Records from a data collection:
________________
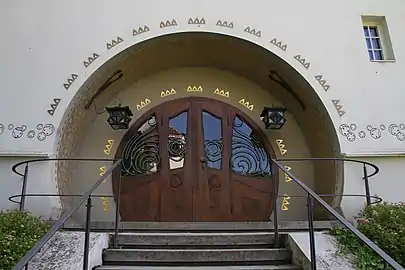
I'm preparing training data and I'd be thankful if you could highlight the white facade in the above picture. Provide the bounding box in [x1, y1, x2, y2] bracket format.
[0, 0, 404, 221]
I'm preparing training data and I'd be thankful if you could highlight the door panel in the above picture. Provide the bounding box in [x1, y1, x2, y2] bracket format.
[229, 113, 274, 221]
[195, 100, 231, 221]
[159, 101, 193, 221]
[113, 97, 277, 222]
[118, 113, 162, 221]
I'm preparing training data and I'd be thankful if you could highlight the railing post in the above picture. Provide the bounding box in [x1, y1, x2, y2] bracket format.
________________
*Activity:*
Word for word, repeat all the data, but not its images.

*Solution for this task:*
I'm preparing training data and I'd be thankful if you could highlight the white facade in the above picture. Provide the bounding box in [x1, y1, x2, y2] bracket format.
[0, 0, 404, 221]
I'm preparing training data and I'd be thankful if you could highlight the door panel in the above picture. Provide the bounding box in [x1, y1, x2, y2] bracket format.
[229, 113, 274, 221]
[195, 100, 231, 221]
[159, 101, 193, 221]
[113, 97, 277, 222]
[118, 113, 162, 221]
I'm preparing training data and I'd be thankful if you could highlight the railing post in the above picture. Provide the bounding box in [x1, y1, x2, y2] bracket format.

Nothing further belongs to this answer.